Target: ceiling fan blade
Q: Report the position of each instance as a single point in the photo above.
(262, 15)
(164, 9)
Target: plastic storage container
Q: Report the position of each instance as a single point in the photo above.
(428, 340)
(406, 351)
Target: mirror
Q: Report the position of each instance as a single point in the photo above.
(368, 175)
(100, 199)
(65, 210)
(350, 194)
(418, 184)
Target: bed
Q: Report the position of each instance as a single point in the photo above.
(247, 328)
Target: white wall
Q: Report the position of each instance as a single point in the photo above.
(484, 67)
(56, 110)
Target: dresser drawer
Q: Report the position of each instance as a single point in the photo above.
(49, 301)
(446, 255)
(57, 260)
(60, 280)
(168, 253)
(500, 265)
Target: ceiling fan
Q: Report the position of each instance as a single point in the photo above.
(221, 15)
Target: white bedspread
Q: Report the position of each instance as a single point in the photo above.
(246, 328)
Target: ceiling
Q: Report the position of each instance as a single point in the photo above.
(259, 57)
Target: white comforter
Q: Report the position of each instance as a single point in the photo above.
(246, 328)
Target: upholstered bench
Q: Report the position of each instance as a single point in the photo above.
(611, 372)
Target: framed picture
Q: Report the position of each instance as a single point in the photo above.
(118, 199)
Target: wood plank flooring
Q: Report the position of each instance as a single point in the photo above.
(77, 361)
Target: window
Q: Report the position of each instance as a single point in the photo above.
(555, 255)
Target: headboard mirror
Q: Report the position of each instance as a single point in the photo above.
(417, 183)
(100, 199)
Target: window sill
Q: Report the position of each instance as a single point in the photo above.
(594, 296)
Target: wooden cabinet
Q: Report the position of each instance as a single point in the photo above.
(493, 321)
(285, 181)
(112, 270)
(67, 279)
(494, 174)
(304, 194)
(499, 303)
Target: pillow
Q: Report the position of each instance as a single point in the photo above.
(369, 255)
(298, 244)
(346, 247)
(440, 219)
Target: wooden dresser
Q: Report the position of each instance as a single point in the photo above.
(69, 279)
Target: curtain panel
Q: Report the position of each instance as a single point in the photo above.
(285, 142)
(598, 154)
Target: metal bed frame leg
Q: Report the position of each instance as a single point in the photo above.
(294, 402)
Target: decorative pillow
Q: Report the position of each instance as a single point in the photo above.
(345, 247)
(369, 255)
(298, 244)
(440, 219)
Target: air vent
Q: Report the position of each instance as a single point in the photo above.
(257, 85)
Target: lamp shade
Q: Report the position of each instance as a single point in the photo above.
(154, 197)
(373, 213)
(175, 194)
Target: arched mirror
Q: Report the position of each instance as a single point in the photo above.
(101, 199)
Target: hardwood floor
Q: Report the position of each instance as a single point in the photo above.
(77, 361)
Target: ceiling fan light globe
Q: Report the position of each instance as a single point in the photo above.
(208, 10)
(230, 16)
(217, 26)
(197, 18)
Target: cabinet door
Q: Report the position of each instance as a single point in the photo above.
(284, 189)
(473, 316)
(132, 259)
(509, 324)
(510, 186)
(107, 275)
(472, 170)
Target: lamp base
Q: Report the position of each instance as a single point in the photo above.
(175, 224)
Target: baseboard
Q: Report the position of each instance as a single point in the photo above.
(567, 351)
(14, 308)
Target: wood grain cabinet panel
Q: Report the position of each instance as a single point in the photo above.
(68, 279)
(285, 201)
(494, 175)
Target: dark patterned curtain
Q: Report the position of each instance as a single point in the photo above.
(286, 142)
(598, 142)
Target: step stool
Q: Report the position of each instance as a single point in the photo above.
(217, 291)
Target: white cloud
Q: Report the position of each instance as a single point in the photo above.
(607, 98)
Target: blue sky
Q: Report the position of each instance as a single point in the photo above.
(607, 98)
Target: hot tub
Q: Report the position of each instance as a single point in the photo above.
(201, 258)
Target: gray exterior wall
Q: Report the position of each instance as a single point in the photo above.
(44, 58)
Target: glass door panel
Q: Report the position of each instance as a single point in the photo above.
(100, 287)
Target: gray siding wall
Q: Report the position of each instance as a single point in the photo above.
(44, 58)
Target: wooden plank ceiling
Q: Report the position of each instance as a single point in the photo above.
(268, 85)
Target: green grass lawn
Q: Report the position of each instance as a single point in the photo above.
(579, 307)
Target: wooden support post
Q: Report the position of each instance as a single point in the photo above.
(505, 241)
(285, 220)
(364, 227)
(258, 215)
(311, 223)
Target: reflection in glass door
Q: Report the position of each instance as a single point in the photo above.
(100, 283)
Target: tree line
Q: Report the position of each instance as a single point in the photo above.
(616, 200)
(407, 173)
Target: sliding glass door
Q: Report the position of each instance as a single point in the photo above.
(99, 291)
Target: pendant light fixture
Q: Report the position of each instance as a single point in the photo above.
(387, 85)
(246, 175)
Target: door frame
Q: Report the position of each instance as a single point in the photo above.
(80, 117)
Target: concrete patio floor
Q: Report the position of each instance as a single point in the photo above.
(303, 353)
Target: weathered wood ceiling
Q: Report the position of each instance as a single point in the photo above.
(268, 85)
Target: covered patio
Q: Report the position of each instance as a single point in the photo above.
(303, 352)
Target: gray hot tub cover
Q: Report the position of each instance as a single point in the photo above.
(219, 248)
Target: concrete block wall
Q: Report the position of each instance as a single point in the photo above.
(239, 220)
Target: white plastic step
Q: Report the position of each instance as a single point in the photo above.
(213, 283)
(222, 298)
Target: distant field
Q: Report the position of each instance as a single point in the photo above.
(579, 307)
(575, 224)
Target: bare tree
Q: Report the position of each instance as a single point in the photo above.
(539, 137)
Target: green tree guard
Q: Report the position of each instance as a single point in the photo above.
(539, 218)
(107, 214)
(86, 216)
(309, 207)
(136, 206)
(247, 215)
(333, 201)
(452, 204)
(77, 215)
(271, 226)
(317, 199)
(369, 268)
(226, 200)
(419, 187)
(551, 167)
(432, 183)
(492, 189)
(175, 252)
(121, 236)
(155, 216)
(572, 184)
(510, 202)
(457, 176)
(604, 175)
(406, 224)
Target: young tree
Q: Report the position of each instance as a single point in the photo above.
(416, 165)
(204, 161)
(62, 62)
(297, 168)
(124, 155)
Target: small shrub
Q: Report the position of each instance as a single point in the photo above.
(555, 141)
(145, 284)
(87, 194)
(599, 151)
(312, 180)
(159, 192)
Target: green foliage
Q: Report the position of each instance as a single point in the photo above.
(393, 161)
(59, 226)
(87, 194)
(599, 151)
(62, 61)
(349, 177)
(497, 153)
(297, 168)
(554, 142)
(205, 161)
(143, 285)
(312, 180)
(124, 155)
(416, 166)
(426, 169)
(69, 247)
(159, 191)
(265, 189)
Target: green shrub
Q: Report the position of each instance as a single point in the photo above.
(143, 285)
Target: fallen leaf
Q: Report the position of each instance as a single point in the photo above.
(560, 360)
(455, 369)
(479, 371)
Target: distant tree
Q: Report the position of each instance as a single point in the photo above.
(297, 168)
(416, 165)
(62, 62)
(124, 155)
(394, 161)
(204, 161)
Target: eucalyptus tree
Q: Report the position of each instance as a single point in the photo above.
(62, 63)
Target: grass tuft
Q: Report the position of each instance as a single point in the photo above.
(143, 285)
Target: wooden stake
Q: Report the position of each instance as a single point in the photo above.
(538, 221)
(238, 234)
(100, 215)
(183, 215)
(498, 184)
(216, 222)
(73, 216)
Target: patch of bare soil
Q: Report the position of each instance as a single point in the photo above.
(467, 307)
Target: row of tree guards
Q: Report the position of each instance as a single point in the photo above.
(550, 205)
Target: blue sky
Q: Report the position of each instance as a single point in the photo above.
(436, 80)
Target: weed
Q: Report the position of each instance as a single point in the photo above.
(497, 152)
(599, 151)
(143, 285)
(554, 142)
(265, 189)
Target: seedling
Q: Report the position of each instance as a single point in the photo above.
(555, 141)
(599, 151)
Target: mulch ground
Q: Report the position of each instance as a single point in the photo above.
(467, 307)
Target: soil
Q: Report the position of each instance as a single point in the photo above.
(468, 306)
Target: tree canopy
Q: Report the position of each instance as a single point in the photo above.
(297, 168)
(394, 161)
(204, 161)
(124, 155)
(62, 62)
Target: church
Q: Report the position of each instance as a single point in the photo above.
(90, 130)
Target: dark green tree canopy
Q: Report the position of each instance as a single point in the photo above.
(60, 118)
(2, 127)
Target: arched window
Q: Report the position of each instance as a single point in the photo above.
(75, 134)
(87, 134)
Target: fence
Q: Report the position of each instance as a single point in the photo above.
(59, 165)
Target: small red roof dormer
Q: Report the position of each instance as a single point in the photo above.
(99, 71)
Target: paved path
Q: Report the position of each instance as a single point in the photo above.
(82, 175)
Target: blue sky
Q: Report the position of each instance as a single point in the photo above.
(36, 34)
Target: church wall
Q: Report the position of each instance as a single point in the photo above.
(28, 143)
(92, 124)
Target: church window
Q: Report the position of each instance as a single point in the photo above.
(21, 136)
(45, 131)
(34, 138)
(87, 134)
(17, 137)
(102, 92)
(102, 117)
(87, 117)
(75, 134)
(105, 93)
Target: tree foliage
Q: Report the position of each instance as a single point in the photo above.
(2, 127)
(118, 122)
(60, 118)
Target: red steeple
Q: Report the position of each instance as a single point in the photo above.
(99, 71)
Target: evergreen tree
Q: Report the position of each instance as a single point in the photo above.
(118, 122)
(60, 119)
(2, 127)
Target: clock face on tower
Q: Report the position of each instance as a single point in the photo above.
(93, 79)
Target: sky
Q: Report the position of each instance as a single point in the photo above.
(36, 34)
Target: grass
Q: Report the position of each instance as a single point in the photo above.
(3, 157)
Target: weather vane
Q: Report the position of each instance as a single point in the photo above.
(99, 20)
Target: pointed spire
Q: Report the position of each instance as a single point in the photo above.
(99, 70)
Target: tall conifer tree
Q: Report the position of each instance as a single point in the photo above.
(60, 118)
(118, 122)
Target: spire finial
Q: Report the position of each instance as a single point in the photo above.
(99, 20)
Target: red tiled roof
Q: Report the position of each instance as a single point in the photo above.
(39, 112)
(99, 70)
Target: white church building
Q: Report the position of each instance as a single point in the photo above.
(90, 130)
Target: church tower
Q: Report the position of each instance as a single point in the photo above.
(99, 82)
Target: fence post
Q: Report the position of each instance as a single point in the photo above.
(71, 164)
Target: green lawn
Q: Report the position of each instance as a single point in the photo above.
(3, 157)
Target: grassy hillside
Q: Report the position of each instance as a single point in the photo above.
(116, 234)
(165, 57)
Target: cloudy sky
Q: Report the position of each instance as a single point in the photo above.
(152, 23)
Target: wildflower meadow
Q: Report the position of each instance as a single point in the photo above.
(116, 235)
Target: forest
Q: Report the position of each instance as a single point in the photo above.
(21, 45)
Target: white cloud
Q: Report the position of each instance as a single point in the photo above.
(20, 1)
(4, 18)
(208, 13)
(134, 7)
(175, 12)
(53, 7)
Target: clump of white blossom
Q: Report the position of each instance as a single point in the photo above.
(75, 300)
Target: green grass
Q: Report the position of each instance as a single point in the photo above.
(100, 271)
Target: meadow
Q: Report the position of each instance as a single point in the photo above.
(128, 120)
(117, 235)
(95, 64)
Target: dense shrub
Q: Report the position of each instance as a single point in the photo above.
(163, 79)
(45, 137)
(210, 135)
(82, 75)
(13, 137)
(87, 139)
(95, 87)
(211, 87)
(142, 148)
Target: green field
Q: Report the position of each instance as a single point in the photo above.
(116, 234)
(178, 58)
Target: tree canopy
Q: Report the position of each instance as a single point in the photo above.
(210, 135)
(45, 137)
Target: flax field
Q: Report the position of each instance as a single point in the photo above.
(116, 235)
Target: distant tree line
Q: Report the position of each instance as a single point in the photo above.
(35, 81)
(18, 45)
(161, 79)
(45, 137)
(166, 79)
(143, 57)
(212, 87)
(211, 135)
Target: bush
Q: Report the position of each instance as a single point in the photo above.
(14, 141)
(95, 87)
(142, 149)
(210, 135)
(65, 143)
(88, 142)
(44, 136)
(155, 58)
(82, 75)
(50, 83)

──────────

Give back, unchanged, every line from the one with "Target: wildflower meadow" to the end of the entries above.

Solution for this task:
Target: wildflower meadow
Q: Report the position of each instance as a single point in the photo above.
(116, 235)
Target: forest
Q: Report the position of each instance as a single point in the photo above.
(21, 45)
Target: white cloud
Q: Report the position of each instance as a single point in the photo above.
(20, 1)
(4, 18)
(208, 13)
(134, 7)
(175, 12)
(53, 7)
Target: clump of white blossom
Q: Report the position of each instance as a single point in the photo above.
(75, 300)
Target: green grass
Q: Report the position of each instance as a single point in the photo above.
(100, 271)
Target: meadow
Q: Report the position of each instance as a single point in the photo above.
(128, 120)
(117, 235)
(95, 64)
Target: dense shrub
Q: Report the position of each instance as a single point in the photo above.
(163, 79)
(45, 137)
(210, 135)
(82, 75)
(13, 137)
(87, 139)
(95, 87)
(211, 87)
(142, 148)
Target: green field
Q: Report the position of each instance as a single point in the photo above.
(116, 234)
(178, 58)
Target: tree canopy
Q: Report the position of each instance as a single point in the photo above.
(210, 135)
(45, 137)
Target: flax field
Q: Report the position of each instance as a single point in the photo above.
(116, 235)
Target: distant tree line
Q: Report the position of each instance as a single point in the photo above.
(35, 81)
(18, 45)
(161, 79)
(45, 137)
(166, 79)
(143, 57)
(212, 87)
(211, 135)
Target: bush
Q: Report the position of each instance as a single point in the photo above.
(14, 141)
(95, 87)
(142, 149)
(210, 135)
(65, 143)
(88, 142)
(44, 136)
(155, 58)
(82, 75)
(50, 83)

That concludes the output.